# Wir haben ... reisen wollen. (Perfekt, Modalverben)



## Hussein89ali

Guten tag zusammen
Ich habe die folgenden Sätze in einem untericht gefunden. 

Wir wollen im Sommer nach Australien reisen (Präsens)
Wir wollten im Sommer nach Australien reisen (Präteritum)
Wir haben im sommer nach Australien reisen wollen (perfekt)

Ich weiß, man muss in der Vergangenheit die Modal verben mit in Präteritum benutzen. aber grammatikalisch ist es auch richtig, das Perfekt zu verwenden. Meine Frage ist: wollen muss in das perfect als pperf ( also als gewollt ) konjugiert und nicht als infinitive, stimmt das nicht?


----------



## Gernot Back

Hussein89ali said:


> Wir haben im sommer nach Australien reisen wollen (perfekt)

* **Materialauszüge**
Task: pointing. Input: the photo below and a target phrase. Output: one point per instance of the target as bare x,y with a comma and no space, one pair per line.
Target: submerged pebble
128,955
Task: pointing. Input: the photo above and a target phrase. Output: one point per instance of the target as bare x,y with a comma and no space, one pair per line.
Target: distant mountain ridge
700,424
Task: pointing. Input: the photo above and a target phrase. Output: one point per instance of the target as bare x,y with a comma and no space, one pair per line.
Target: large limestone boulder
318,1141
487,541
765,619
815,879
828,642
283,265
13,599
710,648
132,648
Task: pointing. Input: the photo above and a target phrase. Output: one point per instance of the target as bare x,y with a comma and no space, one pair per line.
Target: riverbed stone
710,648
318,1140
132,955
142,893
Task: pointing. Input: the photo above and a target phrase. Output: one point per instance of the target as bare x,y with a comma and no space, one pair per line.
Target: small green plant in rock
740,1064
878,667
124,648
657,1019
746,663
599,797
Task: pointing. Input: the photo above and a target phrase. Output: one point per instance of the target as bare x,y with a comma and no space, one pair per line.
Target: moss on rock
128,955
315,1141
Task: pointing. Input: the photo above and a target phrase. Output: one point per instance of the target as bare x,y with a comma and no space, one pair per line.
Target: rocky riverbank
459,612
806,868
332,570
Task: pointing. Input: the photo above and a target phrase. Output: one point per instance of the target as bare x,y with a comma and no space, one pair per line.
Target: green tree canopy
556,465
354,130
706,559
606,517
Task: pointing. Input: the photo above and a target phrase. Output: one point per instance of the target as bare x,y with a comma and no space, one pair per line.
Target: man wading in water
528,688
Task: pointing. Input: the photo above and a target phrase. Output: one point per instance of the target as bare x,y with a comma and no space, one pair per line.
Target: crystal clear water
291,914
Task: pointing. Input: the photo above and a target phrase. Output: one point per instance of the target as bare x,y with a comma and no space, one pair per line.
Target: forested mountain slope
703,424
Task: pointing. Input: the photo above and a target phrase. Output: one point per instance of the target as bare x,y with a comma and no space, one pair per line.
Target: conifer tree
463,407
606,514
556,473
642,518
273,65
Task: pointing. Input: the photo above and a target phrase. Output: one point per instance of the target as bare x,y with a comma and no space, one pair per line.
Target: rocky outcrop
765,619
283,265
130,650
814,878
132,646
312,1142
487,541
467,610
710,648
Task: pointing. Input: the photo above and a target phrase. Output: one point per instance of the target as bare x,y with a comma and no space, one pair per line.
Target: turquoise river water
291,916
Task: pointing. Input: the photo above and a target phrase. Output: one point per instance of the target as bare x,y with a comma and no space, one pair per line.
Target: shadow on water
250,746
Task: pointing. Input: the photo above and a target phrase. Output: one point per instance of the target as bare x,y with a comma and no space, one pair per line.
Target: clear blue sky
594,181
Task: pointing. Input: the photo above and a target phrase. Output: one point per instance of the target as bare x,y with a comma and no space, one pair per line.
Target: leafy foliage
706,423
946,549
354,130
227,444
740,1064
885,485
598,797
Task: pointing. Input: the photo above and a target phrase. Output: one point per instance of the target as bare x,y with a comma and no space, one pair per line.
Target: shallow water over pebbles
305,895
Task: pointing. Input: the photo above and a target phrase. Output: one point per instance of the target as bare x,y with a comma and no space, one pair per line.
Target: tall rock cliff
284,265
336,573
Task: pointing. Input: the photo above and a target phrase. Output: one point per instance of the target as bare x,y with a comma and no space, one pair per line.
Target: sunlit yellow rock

* **Aufgaben**
a. Welche Zeitform nennt der Forumsthread über das Perfekt mit Modalverben für den Satz „Wir wollten im Sommer nach Australien reisen“?
b. Prüfen Sie anhand des Forumsthreads, ob diese Aussagen zutreffen: (i) Hussein89ali hält das Perfekt bei Modalverben für grammatikalisch falsch. (ii) Im Beispielsatz im Präsens ist der Sommer als Reisezeit genannt. (iii) Hussein89ali fragt, ob „wollen“ im Perfekt als „gewollt“ konjugiert werden muss. Antworten Sie jeweils mit Ja oder Nein und zitieren Sie die entscheidenden Worte.
c. Übersetzen Sie diesen Satz aus dem Forumsthread ins Englische: „Ich habe die folgenden Sätze in einem untericht gefunden.“

* **Lösungen**
a. Das Präteritum.

b.
(i) Nein: „aber grammatikalisch ist es auch richtig, das Perfekt zu verwenden“
(ii) Ja: „Wir wollen im Sommer nach Australien reisen (Präsens)“
(iii) Ja: „wollen muss in das perfect als pperf ( also als gewollt ) konjugiert und nicht als infinitive, stimmt das nicht?“

c. I found the following sentences in a lesson.